------ Working data
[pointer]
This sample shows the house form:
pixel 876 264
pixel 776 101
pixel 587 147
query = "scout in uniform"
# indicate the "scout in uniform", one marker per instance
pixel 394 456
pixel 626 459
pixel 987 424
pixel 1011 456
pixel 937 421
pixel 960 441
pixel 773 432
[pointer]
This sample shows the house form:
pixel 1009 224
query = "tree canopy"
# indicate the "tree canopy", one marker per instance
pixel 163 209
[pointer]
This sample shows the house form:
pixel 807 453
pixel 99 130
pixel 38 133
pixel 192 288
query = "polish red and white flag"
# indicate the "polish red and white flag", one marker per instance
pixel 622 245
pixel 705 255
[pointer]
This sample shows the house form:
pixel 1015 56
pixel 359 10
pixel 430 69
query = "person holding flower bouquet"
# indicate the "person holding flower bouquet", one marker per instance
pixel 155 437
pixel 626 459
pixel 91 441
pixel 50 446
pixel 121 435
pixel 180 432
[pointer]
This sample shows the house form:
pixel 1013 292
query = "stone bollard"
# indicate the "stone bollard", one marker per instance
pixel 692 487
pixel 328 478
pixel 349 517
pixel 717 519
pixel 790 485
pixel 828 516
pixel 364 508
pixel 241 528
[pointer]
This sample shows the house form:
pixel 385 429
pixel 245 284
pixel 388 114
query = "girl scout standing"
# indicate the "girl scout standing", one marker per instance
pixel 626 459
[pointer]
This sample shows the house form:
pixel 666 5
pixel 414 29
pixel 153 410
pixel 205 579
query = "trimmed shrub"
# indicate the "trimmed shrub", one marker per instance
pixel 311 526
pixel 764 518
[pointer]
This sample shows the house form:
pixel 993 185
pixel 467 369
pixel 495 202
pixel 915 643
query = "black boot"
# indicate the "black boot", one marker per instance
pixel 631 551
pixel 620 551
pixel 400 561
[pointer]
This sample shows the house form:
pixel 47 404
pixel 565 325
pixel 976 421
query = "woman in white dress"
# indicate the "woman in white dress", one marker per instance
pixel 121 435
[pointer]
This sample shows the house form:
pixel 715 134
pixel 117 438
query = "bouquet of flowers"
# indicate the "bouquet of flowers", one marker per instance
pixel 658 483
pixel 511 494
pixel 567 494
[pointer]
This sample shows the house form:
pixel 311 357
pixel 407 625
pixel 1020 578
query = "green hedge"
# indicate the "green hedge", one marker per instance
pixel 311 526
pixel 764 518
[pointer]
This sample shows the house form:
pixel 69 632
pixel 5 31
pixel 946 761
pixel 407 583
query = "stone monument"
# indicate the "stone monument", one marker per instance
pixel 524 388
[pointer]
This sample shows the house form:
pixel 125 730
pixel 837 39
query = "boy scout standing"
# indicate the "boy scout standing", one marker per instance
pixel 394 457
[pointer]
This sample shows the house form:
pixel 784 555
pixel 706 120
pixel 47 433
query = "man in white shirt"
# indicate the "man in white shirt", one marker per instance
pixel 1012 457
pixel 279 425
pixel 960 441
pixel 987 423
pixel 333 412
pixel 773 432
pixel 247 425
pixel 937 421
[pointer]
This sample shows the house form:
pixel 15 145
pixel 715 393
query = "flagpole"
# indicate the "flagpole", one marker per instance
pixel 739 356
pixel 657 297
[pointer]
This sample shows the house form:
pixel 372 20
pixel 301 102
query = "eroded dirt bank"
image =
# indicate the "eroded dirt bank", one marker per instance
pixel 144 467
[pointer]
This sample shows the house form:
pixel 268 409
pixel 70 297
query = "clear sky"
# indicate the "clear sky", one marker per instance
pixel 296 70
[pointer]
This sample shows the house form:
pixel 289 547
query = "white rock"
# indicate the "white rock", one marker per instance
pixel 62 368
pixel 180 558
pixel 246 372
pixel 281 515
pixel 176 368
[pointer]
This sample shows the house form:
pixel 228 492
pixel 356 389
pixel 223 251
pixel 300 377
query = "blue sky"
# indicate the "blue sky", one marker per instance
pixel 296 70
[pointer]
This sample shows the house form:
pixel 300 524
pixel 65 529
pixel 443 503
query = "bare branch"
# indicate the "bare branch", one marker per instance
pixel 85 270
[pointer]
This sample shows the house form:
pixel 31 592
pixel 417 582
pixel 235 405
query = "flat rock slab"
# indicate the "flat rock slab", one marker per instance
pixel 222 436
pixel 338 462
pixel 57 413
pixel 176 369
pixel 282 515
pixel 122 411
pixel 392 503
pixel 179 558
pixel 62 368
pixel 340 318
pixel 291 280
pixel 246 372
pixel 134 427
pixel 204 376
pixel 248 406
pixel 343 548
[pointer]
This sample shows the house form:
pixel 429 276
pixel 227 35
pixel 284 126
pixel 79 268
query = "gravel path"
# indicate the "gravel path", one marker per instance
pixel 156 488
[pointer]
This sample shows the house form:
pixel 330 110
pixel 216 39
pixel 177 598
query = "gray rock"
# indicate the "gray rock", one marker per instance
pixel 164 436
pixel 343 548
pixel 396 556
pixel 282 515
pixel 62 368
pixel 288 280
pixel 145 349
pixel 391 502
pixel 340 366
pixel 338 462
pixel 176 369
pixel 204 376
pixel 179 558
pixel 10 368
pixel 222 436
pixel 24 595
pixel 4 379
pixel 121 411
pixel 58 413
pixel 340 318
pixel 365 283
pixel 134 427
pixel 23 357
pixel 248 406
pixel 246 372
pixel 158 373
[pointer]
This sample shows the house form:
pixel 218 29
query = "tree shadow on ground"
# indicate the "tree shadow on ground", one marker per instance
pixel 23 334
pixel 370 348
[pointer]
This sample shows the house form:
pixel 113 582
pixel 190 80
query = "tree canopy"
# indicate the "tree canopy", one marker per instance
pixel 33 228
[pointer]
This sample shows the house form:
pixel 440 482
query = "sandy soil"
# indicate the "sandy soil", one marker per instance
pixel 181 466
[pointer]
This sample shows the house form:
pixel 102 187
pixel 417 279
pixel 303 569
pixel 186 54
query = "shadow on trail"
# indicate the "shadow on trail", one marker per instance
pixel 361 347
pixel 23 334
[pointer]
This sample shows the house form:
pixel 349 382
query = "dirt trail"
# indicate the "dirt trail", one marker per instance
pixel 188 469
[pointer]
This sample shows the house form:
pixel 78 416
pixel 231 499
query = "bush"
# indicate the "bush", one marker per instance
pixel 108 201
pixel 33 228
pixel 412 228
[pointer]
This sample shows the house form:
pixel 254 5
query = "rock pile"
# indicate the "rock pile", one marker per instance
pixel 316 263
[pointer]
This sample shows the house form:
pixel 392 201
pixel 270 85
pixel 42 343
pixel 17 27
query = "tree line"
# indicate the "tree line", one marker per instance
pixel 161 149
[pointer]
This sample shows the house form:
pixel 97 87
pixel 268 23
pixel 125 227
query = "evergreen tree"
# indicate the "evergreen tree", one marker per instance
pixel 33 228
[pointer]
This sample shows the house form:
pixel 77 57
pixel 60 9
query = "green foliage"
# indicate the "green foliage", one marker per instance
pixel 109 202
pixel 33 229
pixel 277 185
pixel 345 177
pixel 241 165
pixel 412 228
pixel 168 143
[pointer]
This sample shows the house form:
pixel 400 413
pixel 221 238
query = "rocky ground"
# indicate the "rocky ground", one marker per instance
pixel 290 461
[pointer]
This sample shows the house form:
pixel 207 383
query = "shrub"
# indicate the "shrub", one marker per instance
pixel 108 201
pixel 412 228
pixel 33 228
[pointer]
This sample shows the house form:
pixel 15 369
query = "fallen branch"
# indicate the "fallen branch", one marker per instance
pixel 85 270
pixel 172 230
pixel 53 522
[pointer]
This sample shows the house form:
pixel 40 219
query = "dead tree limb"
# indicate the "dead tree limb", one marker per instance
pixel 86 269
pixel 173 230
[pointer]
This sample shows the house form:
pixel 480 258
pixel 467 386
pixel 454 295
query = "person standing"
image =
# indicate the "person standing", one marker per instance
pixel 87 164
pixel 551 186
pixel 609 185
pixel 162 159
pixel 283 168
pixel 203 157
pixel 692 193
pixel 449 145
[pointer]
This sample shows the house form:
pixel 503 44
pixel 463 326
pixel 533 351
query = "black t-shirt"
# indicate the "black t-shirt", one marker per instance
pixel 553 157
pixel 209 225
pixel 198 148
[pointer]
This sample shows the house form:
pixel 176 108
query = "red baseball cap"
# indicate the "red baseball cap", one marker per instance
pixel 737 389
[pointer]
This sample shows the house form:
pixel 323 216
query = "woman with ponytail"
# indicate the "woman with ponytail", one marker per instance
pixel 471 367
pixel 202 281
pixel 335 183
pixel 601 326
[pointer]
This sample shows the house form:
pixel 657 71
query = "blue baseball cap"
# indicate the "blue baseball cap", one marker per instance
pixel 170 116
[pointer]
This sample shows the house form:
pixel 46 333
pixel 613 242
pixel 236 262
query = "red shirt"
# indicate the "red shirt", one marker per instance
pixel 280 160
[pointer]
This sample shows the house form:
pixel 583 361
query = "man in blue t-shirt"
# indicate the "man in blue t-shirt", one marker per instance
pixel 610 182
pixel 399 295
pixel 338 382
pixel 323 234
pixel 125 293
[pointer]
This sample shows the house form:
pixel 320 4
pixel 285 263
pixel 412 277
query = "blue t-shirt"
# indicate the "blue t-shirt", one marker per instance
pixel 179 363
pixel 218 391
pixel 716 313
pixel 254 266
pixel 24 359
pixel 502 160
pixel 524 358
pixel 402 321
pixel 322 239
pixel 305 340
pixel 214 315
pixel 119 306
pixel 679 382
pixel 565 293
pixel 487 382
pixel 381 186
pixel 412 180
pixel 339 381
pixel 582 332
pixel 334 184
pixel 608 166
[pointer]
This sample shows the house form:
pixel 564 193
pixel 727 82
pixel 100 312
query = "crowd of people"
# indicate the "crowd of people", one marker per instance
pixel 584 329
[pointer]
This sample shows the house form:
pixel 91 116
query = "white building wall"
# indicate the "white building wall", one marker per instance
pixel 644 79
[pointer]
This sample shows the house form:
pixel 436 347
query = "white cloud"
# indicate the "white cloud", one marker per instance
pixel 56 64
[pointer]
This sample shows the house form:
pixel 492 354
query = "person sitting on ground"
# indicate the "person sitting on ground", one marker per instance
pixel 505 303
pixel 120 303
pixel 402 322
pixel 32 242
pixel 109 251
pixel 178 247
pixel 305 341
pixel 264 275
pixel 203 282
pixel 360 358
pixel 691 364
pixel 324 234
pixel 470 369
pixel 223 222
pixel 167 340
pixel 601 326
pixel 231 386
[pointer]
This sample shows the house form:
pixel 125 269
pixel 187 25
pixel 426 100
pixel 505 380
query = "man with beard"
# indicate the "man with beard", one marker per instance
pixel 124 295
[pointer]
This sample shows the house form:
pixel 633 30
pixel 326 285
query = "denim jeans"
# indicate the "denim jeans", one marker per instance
------------
Problem statement: Rewrite the rows from the start through the line containing "pixel 163 209", replacing "house form" with "standard format" and leaving everything else unchanged.

Correct result:
[pointer]
This sample shows the standard format:
pixel 876 264
pixel 776 101
pixel 587 147
query = "scout in uniform"
# indicate the "scout in uniform", one marker per instance
pixel 394 456
pixel 626 459
pixel 987 424
pixel 1011 456
pixel 937 421
pixel 960 441
pixel 773 432
[pointer]
This sample shows the standard format:
pixel 1009 224
query = "tree canopy"
# indicate the "tree canopy", one marker per instance
pixel 163 209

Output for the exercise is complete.